Excerpts from segmentation records
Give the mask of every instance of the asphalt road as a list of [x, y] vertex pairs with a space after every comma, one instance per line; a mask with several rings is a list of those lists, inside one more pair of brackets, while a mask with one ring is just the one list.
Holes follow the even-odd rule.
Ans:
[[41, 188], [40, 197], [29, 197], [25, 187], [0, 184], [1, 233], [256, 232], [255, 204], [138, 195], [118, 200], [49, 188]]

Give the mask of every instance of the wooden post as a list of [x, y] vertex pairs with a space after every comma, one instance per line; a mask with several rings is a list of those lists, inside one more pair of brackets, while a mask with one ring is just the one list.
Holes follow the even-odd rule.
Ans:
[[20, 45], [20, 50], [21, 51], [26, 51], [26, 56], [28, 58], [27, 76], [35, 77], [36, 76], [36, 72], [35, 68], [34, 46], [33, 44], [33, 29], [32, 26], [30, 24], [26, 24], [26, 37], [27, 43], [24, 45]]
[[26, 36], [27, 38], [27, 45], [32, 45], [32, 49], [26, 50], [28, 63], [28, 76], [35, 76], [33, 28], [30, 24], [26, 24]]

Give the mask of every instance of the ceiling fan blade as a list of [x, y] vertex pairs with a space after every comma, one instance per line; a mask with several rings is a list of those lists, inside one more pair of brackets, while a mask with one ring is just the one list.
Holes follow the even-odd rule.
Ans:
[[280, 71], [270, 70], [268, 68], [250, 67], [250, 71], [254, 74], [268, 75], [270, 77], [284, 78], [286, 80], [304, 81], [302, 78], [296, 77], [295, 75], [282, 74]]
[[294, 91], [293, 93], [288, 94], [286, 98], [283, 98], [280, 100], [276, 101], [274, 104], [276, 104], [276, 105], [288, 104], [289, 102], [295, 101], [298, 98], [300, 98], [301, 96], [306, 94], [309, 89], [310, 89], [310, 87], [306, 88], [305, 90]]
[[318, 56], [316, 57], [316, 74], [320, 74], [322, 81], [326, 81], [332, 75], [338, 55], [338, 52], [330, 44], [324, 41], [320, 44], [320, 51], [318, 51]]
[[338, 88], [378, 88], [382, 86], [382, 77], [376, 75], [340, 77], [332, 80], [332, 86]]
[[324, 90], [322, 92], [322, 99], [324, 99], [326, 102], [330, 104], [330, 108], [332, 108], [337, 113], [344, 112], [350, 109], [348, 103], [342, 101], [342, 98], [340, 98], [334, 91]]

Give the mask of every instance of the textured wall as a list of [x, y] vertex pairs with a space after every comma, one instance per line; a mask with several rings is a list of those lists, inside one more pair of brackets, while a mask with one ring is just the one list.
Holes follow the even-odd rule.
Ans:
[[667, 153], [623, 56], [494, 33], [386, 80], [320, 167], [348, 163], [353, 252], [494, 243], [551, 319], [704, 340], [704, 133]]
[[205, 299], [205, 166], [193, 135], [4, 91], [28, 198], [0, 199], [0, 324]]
--
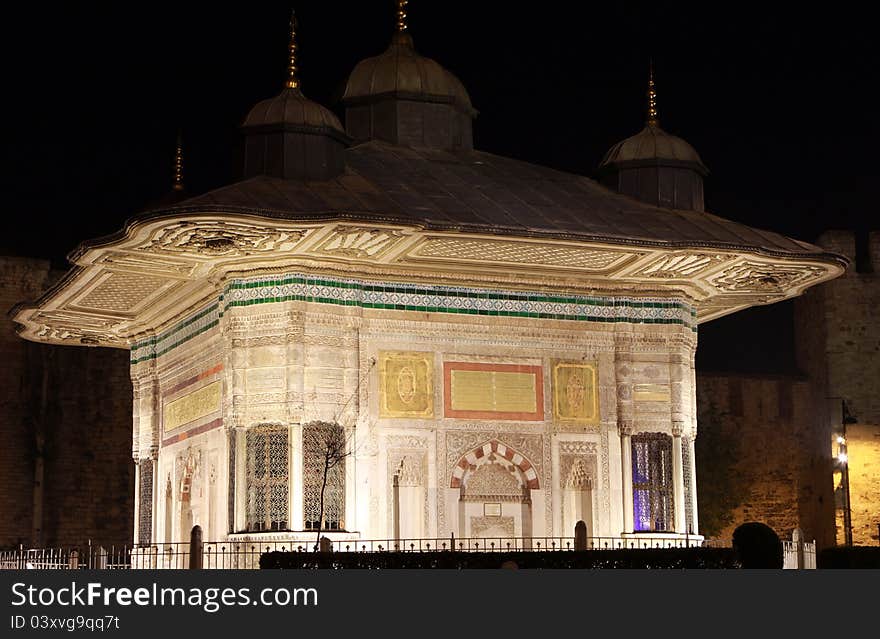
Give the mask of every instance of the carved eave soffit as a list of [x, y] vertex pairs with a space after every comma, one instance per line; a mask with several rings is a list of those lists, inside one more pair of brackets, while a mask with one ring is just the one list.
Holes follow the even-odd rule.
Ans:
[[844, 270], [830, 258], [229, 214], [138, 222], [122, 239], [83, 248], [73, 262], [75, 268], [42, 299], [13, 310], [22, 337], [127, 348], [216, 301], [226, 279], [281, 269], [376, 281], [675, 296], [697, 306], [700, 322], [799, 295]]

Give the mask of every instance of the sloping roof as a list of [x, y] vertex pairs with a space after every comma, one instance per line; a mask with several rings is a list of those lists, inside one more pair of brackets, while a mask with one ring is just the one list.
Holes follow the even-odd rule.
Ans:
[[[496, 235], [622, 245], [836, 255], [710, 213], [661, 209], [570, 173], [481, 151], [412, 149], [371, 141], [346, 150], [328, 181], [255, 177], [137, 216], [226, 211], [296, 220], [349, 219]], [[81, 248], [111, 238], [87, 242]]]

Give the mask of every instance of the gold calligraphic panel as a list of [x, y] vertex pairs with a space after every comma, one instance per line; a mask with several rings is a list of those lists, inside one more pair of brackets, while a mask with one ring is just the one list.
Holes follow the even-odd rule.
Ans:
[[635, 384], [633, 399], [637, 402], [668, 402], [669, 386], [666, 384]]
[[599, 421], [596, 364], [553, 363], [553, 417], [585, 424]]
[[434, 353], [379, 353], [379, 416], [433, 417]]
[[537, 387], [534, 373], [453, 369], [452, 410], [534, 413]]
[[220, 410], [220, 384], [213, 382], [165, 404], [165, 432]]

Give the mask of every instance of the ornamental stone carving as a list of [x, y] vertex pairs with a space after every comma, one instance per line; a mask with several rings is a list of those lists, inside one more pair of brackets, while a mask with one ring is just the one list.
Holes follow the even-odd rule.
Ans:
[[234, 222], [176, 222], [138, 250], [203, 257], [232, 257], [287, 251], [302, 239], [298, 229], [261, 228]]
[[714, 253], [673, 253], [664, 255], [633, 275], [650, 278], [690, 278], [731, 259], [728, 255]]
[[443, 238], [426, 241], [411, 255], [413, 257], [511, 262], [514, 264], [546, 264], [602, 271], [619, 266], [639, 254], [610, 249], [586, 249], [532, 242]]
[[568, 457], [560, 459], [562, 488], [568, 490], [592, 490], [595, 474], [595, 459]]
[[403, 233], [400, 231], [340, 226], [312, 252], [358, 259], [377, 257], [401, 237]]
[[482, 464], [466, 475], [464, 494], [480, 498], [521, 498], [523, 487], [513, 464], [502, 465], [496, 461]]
---
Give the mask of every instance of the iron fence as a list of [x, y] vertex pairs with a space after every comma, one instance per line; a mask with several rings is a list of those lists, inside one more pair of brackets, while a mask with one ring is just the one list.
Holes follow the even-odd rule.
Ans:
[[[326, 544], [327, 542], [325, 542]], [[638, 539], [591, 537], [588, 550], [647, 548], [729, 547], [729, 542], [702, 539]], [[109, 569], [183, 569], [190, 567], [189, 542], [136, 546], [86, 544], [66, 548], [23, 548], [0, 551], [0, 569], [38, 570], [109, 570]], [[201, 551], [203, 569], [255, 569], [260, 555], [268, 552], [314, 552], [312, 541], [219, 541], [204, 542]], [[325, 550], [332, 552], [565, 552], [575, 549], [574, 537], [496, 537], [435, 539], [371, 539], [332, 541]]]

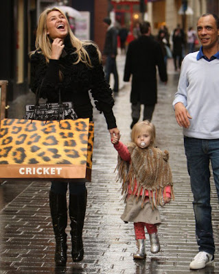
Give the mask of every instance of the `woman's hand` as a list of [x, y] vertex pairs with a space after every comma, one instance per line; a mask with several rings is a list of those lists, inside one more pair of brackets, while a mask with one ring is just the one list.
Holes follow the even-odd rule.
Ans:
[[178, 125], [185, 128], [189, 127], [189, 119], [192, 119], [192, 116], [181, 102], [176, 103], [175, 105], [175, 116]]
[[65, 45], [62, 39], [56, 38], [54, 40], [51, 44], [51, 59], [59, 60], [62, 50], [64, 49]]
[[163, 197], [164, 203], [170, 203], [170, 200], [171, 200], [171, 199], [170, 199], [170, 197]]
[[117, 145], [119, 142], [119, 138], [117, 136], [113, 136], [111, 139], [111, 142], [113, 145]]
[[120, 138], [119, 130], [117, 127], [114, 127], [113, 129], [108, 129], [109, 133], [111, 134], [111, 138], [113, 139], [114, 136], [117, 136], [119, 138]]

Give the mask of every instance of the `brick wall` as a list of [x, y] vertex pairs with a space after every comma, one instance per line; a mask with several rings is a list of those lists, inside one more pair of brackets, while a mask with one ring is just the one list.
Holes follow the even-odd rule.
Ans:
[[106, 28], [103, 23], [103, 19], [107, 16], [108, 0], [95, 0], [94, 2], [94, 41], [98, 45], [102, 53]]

## Set exercise
Can you format the lines from the one containing "Give the mask of every instance of the iron" through the one containing "539], [332, 541]]]" as a Markdown table with the columns No. and Line, numbering each line and leaving out any blank ones?

## Written solution
| No. | Line |
|---|---|
| 1 | Give the mask of every instance of the iron fence as a list of [x, y] vertex pairs with a space after every comma, one instance per line; a mask with several rings is a list of those lists, inside one more pair of brackets, while a mask with one ring is just the one list. |
| 2 | Holes follow the even-odd rule. |
| 3 | Ans: |
| 4 | [[[326, 544], [327, 542], [325, 542]], [[638, 539], [591, 537], [588, 550], [647, 548], [729, 547], [729, 542], [702, 539]], [[109, 569], [183, 569], [190, 567], [189, 542], [136, 546], [86, 544], [66, 548], [23, 548], [0, 551], [0, 569], [38, 570], [109, 570]], [[201, 551], [203, 569], [255, 569], [260, 555], [268, 552], [314, 552], [312, 541], [219, 541], [204, 542]], [[325, 550], [332, 552], [565, 552], [575, 549], [574, 537], [496, 537], [435, 539], [371, 539], [332, 541]]] |